WRITTEN EXERCISE: Using the pet-fears thread below, decide whether each statement agrees with it, answering yes or no and quoting the deciding words. 1. Ritz is frightened by garbage collection and sirens. 2. When MowMow sees Ryan get out of his car, he runs into a kitchen cabinet. 3. Angel's household usually gets thunder.

READING TEXT:
▼

To my Metoo, it's human sneezing. Hey, I know it's a sudden, and somewhat loud noise, but do you have to act like the sky is falling? :cussing There was once she was eating and I sneezed (sorry but that cannot be held!), she dashed forward, stepping right into her dish, and spreaded her wet food all over the floor :dis


----------



## Ritzpg (Dec 7, 2010)

Ritz is scared of anything sudden, be it noise or movement. She lived on the streets for the first four to six months of her life. So she is not spooked by garbage collection or sirens. She doesn't like the sound of wind too much, but isn't bothered by wind chimes.
If I suddenly move my foot from the hassock to the floor, then she flinches. Since I adopted her, I tell her where I am, going: "behind you honey"; "moving around you". Helps her.


----------



## Penny135 (Apr 6, 2011)

My next door neighbors kids running up the hall stairs, talking/ sometimes yelling loudly. She either buries herself into me if she is on the couch
cuddled up while I'm reading or watching tv or runs and hides in the bedroom closet.


----------



## maggie23 (Mar 10, 2012)

it's usually just any sudden movement or noise. and most of the time it's from my husband who will NOT slow down or quiet down no matter how many times i remind him Angel gets spooked by it. so aggravating.

july 4th is coming up and people love their fireworks around here unfortunately so we have yet to see how she reacts to those. don't usually get thunder luckily, but she does run back inside or away from the doors if a big plane goes overhead. (we're right on the flight path, too!) i dread how she'll be when the blue angels fly overhead for their annual show in seattle, though.

other than that, she's a pretty tough cookie.


----------



## MowMow (Nov 6, 2010)

MowMow's biggest fear is my ex husband. I have NO idea why. Ryan has never hurt him. If MowMow is in the window and sees him get out of his car, he high tails it into the kitchen cabinet that runs under the bar (his afraid spot). If he hears him talking (even on speaker phone) he runs to his afraid spot. If he is sleeping and Ryan suddenly walks into the apartment he looks panicked and runs to his afraid spot. The minute Ryan leaves or hangs up and I call out "MowMow! It's ok, he's gone!" He comes out and looks around cautiously then goes back to being himself.

Shepherd Book is terrified of cars. I found out the painful way while carrying him out on a walk. He gouged serious ruts into my arms (leaving permanent scars) and flipped out. He is also afraid of dogs but reacts VERY differently with them. He gets all defensive and aggressive. My ex husband has brought his dog over a few times and had to stop (thank goodness since it wasn't very good at being housebroken in MY house) because Shepherd Book would attack the dog. Every time the poor thing moved the slightest bit Book would lunge at it and attack it's face.

▲

(Image location labeling entries)
▼

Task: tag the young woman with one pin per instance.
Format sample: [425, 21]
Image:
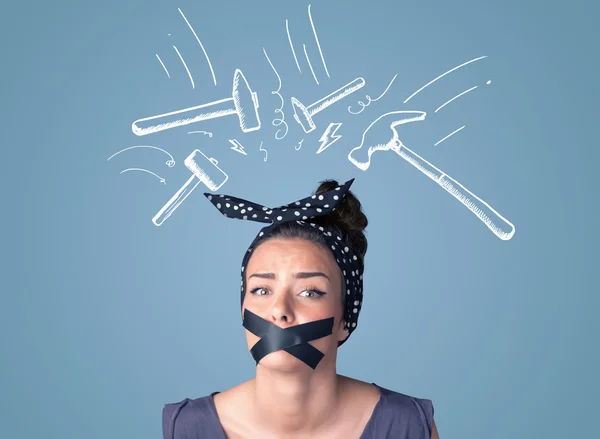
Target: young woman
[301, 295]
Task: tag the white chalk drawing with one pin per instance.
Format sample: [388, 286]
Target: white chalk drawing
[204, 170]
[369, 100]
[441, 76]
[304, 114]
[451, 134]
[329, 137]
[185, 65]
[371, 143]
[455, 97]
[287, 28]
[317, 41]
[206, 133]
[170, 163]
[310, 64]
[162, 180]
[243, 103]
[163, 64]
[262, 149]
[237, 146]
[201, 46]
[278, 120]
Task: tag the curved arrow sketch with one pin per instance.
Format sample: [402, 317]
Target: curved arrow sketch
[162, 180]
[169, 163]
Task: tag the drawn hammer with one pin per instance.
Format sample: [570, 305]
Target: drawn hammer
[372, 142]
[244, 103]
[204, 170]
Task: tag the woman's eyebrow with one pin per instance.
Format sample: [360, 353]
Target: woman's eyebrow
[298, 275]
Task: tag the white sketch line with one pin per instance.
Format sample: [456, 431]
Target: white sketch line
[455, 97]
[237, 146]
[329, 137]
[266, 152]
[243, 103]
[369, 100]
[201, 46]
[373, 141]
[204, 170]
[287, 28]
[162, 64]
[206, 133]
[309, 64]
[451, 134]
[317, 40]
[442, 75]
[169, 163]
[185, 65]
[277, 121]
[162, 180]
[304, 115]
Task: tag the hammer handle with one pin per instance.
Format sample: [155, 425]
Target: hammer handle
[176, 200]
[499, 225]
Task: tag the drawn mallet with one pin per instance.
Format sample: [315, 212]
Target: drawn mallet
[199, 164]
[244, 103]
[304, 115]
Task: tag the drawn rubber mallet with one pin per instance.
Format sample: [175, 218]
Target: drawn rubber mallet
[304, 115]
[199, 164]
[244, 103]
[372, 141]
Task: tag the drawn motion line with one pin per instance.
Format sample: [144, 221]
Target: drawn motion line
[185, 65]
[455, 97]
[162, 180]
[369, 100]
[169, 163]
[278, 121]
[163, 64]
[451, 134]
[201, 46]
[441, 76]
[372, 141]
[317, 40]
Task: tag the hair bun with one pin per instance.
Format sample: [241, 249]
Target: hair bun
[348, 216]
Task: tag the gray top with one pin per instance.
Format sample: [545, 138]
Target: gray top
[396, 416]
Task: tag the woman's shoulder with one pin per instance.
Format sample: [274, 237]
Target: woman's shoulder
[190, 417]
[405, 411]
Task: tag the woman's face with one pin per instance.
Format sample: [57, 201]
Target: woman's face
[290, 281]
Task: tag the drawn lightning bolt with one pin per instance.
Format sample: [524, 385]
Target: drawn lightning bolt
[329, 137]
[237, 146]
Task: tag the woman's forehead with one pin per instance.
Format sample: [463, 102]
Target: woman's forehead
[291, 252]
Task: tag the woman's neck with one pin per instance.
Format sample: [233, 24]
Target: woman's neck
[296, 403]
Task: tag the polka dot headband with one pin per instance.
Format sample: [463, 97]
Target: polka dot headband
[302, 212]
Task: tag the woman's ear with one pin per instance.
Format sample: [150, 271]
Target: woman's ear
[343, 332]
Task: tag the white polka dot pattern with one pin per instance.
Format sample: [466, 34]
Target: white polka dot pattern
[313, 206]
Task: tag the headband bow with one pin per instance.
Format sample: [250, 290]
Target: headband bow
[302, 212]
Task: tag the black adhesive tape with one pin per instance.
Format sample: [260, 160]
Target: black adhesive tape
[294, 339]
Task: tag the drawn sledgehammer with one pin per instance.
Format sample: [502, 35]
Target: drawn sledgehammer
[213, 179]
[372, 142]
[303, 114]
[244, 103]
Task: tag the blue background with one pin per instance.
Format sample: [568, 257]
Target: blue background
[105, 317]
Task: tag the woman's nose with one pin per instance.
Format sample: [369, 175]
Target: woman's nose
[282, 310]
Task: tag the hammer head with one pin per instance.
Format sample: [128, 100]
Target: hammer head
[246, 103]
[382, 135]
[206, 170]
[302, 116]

▲

OUTPUT FOR THIS TASK:
1. No: "So she is not spooked by garbage collection or sirens."
2. Yes: "he high tails it into the kitchen cabinet that runs under the bar (his afraid spot)"
3. No: "don't usually get thunder luckily"